## JOB
Retype the tail of the data exactly, starting at the line containing "Can you find the orange tree?" and stopping at the last line.

Items from a dataset:
....................

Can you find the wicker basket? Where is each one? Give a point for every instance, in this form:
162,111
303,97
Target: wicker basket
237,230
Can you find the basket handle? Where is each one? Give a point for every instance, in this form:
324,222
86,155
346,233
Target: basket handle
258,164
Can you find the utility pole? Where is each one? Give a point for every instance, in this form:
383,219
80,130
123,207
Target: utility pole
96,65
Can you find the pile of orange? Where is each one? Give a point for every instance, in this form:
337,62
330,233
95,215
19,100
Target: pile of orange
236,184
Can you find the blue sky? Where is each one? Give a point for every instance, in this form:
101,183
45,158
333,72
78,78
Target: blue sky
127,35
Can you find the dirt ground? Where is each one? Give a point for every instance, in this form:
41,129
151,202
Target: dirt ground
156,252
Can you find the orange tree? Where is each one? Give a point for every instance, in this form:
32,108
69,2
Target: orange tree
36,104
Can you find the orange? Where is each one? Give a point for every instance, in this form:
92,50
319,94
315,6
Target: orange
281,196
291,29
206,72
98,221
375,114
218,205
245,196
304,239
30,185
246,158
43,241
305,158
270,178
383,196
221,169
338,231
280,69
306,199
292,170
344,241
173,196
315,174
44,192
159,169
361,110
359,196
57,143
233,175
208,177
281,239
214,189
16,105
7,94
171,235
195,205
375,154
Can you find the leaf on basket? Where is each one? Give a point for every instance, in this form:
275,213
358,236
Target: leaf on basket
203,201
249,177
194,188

....................

## EXERCISE RESPONSE
Can you find the orange tree? Where is each one? Give a point for every instance, in this form:
32,108
69,2
Target: orange tree
36,104
Can you find the orange? Where is each one? Give a point for every instance, in this form:
92,50
319,94
315,6
Target: orange
281,196
291,29
206,72
98,221
375,114
218,205
245,196
304,239
30,185
246,158
43,241
305,158
270,178
383,196
221,169
338,231
280,69
306,199
292,170
344,241
173,196
315,174
44,192
159,169
361,110
359,196
57,143
233,175
208,177
281,239
214,189
16,105
7,94
171,235
195,205
375,154
Can you find the leaf on basket? Where is each one? Give a point for every instance, in this form:
275,213
358,236
Target: leaf on basket
203,201
249,177
194,188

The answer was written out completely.